* _What you will do_
1. Say whether each of these statements agrees with the text on coba environment filters. Answer yes or no for each, and quote the words of the text that decide it.
(a) By default, categorical features are one-hot encoded.
(b) The binary filter gives the maximum reward a value of 0.
(c) The dense filter converts sparse data into dense data with the 'hashing trick'.
2. Carry the text on coba environment filters forward, beginning right after its last line, which describes the dense filter.

* _Document section_
##############################
Filters that apply to categorical features

repr – Control how categorical features are represented (by default categorical features are one-hot encoded).

[35]:

import coba as cb

levels  = list(map(str,range(2)))
actions = [cb.Categorical('0',levels),cb.Categorical('1',levels)]

class SimpleEnvironment2:
    def read(self):
        return [{'context':cb.Categorical(str(i),levels), 'actions':actions } for i in range(2)]

envs = cb.Environments.from_custom(SimpleEnvironment2())

print("------unfiltered------")
print(str(list(envs[0].read())))

print()
print("------repr('string','string')------")
print(str(list(envs.repr('string','string')[0].read())))

print()
print("------repr('onehot','string')------")
print(str(list(envs.repr('onehot','string')[0].read())))

------unfiltered------
[{'context': (1, 0), 'actions': [(1, 0), (0, 1)]}, {'context': (0, 1), 'actions': [(1, 0), (0, 1)]}]

------repr('string','string')------
[{'context': '0', 'actions': ['0', '1']}, {'context': '1', 'actions': ['0', '1']}]

------repr('onehot','string')------
[{'context': (1, 0), 'actions': ['0', '1']}, {'context': (0, 1), 'actions': ['0', '1']}]

------dense()------
[{'context': (1, 0), 'actions': [(1, 0), (0, 1)]}, {'context': (0, 1), 'actions': [(1, 0), (0, 1)]}]

Filters that apply to rewards

binary – Turn rewards into 1/0 with max reward being 1 and all other 0.

[41]:

import coba as cb

class SimpleEnvironment3:
    def read(self):
        return [{'actions':[1,2], 'rewards':[3,4] } for i in range(2)]

envs = cb.Environments.from_custom(SimpleEnvironment3())

print("------unfiltered------")
print(str(list(envs[0].read())))

print()
print("------binary()------")
print(str(list(envs.binary()[0].read())))

print()
print("------noise(reward=(0,1)).binary()------")
print(str(list(envs.noise(reward=(0,1)).binary()[0].read())))

------unfiltered------
[{'actions': [1, 2], 'rewards': DiscreteReward([[1, 2], [3, 4]])}, {'actions': [1, 2], 'rewards': DiscreteReward([[1, 2], [3, 4]])}]

------binary()------
[{'actions': [1, 2], 'rewards': DiscreteReward([[1, 2], [0, 1]])}, {'actions': [1, 2], 'rewards': DiscreteReward([[1, 2], [0, 1]])}]

------noise(reward=(0,1)).binary()------
[{'actions': [1, 2], 'rewards': DiscreteReward([[1, 2], [1, 0]])}, {'actions': [1, 2], 'rewards': DiscreteReward([[1, 2], [0, 1]])}]

Filters that apply to sparse context features

dense – Turn sparse data into dense data using the ‘hashing trick’.
##############################
* _Available data_
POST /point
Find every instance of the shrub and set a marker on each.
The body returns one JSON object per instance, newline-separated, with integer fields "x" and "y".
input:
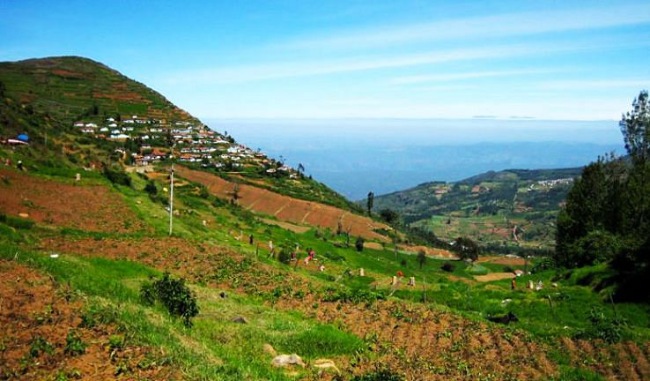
##############################
* _Results for the exercise_
1.
(a) Yes: "by default categorical features are one-hot encoded"
(b) No: "Turn rewards into 1/0 with max reward being 1 and all other 0."
(c) Yes: "Turn sparse data into dense data using the ‘hashing trick’."

2.
[2]:

import coba as cb

class SimpleEnvironment4:
    def read(self):
        return [{ 'context': {'a':1,'b':2} } for i in range(2)]

envs = cb.Environments.from_custom(SimpleEnvironment4())

print("------unfiltered------")
print(str(list(envs[0].read())))

print()
print("------dense(5,'lookup')------")
print(str(list(envs.dense(5,'lookup')[0].read())))

print()
print("------dense(5,'hashing')------")
print(str(list(envs.dense(5,'hashing')[0].read())))

------unfiltered------
[{'context': {'a': 1, 'b': 2}}, {'context': {'a': 1, 'b': 2}}]

------dense(5,'lookup')------
[{'context': [1, 0, 0, 0, 2]}, {'context': [1, 0, 0, 0, 2]}]

------dense(5,'hashing')------
[{'context': [0, 2, 1, 0, 0]}, {'context': [0, 2, 1, 0, 0]}]

Filters that apply to simulated interactions

logged – turn simulated interactions into logged interactions using a behavior policy

[45]:

import coba as cb

class SimpleEnvironment5:
    def read(self):
        return [ { 'actions': [1,2], 'rewards': [3,4] } for i in range(1)]

envs = cb.Environments.from_custom(SimpleEnvironment5())

print("------unfiltered------")
print(str(list(envs[0].read())))

print()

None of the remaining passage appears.